#### Exercise inputs
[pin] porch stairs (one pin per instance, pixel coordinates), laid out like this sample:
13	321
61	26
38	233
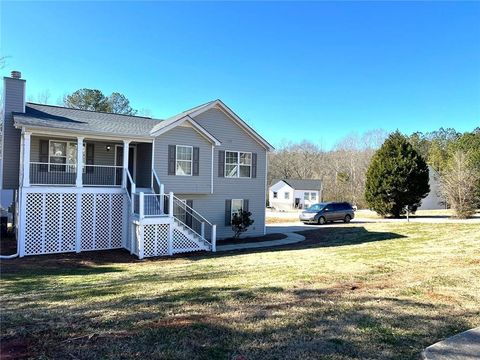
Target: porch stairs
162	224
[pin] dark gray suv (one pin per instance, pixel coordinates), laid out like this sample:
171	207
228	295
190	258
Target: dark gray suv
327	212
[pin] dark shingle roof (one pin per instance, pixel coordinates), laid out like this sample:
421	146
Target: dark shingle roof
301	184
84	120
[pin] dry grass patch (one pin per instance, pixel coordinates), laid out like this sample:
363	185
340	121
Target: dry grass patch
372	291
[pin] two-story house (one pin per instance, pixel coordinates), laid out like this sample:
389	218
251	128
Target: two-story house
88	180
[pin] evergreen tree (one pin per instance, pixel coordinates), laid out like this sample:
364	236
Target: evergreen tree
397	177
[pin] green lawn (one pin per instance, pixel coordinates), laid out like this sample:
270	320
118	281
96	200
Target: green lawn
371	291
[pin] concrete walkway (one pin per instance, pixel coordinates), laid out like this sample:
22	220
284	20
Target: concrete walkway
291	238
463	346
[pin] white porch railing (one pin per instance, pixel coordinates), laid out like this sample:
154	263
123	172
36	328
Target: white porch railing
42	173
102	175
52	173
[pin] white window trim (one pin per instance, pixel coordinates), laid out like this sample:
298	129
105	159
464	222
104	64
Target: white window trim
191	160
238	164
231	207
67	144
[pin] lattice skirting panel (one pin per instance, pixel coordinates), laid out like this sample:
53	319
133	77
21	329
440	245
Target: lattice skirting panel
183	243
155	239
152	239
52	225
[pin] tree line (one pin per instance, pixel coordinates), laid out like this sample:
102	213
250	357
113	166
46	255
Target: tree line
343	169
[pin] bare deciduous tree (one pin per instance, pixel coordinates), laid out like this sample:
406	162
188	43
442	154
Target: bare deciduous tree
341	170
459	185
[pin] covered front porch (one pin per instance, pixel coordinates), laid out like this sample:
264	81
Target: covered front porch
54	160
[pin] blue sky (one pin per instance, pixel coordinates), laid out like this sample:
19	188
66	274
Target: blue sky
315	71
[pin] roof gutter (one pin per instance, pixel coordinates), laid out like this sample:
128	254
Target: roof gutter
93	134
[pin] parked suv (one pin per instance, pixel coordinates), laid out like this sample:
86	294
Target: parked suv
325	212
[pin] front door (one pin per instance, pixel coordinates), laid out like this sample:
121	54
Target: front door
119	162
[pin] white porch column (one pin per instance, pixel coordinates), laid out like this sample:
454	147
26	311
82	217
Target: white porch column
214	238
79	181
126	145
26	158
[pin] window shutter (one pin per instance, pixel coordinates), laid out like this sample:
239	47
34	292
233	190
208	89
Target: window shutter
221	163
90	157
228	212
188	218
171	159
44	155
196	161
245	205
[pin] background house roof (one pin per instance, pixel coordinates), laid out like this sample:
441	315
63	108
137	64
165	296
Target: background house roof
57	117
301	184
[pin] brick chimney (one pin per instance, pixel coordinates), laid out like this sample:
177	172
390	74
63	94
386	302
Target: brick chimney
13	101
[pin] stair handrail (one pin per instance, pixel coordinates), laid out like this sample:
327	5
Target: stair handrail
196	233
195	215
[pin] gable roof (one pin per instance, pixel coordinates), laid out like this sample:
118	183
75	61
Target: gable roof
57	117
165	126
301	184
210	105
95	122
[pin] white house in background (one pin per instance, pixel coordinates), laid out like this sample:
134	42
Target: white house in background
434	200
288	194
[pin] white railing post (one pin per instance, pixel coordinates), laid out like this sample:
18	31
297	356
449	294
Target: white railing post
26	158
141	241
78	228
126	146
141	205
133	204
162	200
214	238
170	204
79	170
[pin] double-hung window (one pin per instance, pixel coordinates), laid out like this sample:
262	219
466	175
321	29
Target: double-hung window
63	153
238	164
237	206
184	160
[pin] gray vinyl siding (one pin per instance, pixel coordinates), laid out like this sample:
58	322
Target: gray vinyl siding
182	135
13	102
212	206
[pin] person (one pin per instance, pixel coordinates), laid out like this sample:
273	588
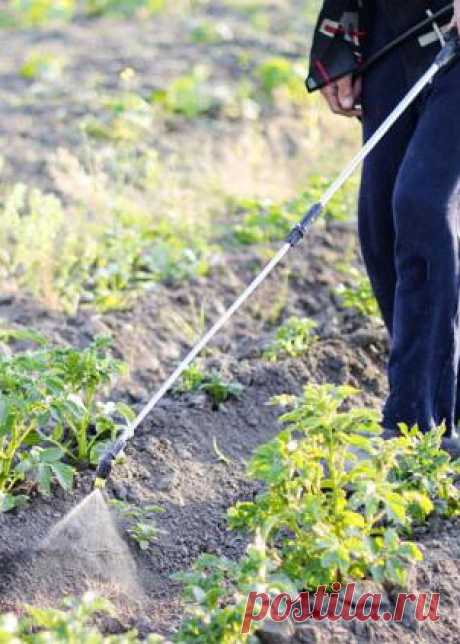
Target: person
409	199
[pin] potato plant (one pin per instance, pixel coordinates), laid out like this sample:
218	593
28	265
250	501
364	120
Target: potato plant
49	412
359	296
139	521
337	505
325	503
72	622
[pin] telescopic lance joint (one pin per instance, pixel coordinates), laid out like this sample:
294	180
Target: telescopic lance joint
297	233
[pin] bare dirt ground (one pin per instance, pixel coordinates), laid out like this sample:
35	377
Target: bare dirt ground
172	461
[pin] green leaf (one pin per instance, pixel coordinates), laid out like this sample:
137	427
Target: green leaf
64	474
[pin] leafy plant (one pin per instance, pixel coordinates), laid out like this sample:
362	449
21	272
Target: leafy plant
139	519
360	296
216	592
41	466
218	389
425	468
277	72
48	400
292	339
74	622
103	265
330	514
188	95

#### Problem
Rewrite all of the entries above, replacing "pixel coordinates" with "image coordinates" wherever it occurs and leaving everything else unchanged. Omit the pictures from your answer.

#### Reply to the task
[pin] porch stairs (one pin per instance, image coordinates), laid out like this sample:
13	321
61	26
38	233
Target: porch stairs
162	224
[pin] dark gray suv (one pin per instance, image coordinates), laid out like this sample:
171	207
228	295
190	258
Target: dark gray suv
327	212
[pin] dark shingle roof (one pin per instance, image coordinates), laid out like this sample:
421	146
Target: dark shingle roof
301	184
84	120
[pin] dry grass patch (one pin per instance, image coordinates), laid out like this sample:
363	185
340	121
Target: dry grass patch
372	291
[pin] two-story house (one pin per instance, image coordinates), laid out like this sample:
389	218
251	128
Target: two-story house
88	180
[pin] evergreen tree (one pin per instance, image coordinates), laid out like this sample:
364	236
Target: evergreen tree
397	177
[pin] green lawn (one pin per instance, image coordinates), laid out like this sample:
270	320
118	281
96	200
Target: green lawn
371	291
[pin] concrete walkway (one pin per instance, image coordinates), laid out like this sample:
22	220
284	20
Target: concrete walkway
291	238
463	346
[pin] white porch railing (one pin per instance, image coordinates), laid out like this sample:
154	263
123	172
36	328
Target: white porch railing
42	173
102	175
52	173
[pin] white window trim (one pin per instance, image coordinates), laid out like this sample:
298	129
105	159
464	222
104	64
Target: white window trim
191	160
238	164
231	207
67	144
[pin] lattice skirting panel (one pin per instance, image coordinates), laid out like this sample:
53	319
133	77
21	329
440	245
Target: lattice skirting panel
183	243
155	239
152	239
52	225
[pin] tree line (one pin per instance, image coordinates), laid out like this sample:
102	213
250	357
113	166
46	255
Target: tree line
343	169
[pin] bare deciduous tree (one pin per instance, image coordinates), laid out like this sample:
406	162
188	43
442	154
Target: bare deciduous tree
341	170
459	185
[pin] covered front porch (one pin per instance, image coordinates), laid out like this sample:
264	81
Target: covered front porch
54	160
[pin] blue sky (one pin per instance, image coordinates), laid out like this sample:
19	188
66	274
Target: blue sky
315	71
[pin] roof gutter (one pin per instance, image coordinates), laid out like this sample:
128	254
Target: roof gutter
93	134
[pin] parked suv (one pin per instance, image coordinates), laid out like this sample:
86	294
Target: parked suv
325	212
[pin] front door (one pin per instance, image coordinates), laid out like this sample:
121	54
Target: front door
119	162
[pin] white porch column (one pin per instance, image coordinates), laid out like this sample:
454	147
26	311
82	217
Target: white porch column
214	238
79	181
126	145
26	158
[pin] window shutter (one pin per instance, image coordinates), laid out like this sample:
239	47
34	292
233	190
208	89
Target: window shutter
221	163
90	157
228	212
188	218
171	159
44	155
196	161
245	205
[pin] background house roof (one pin per instance, image coordinates), laid out like this sample:
441	315
63	108
137	64
165	296
Target: background house roof
57	117
301	184
[pin] brick chimney (one pin per instance, image coordinates), laid out like this sample:
177	172
390	74
63	94
386	302
Target: brick chimney
13	101
[pin] stair handrail (one pin per instance, image coordinates), laid out like this sample:
327	5
Target: stair handrail
196	233
195	215
[pin] gable roof (one pin per instance, image coordinates), laid out like this sample:
118	183
75	61
Target: gable roof
57	117
165	126
301	184
210	105
95	122
[pin] white house in background (one pin per instance, image coordinates), laid out like this sample:
134	42
Target: white house in background
434	200
288	194
[pin] white railing post (one pin per instance, image coordinates), laid out like this sample:
18	31
297	356
449	294
Target: white railing post
26	158
141	241
78	228
126	146
141	205
133	204
162	200
214	238
170	204
79	170
[pin] double-hung window (one pin per instance, image coordinates), laid out like this sample:
262	219
466	175
321	29
Target: double-hung window
63	153
238	164
237	206
184	160
[pin] gray vinyl siding (one pin per instance, image coordinates), laid out like this sample:
58	322
Target: gray vinyl siding
182	135
13	102
212	206
[pin] person (one pin per instance, image coordinates), laid out like this sample:
273	588
Target: person
409	199
[pin] potato plant (one pin per instance, image coordinates), laid out like this sample:
218	593
28	265
250	501
364	120
Target: potato plant
49	412
359	296
139	521
337	505
325	503
72	622
[pin] telescopic lance joint (one pin per instance, image coordinates), laid out like this sample:
294	180
Target: telescopic lance joint
297	233
[pin] bare dirt ground (one pin per instance, image coordinates), laid out like this sample:
35	377
Target: bare dirt ground
172	461
[pin] green leaf (one pin per instance, image coordinates), laid out like this sample:
137	427
Target: green leaf
64	474
[pin] leafy plant (one pin per instance, image coordinates), laid out like this sample:
362	449
21	272
Target: leafy plant
139	519
360	296
216	592
41	466
218	389
425	468
277	72
48	400
292	339
74	622
103	265
330	514
188	95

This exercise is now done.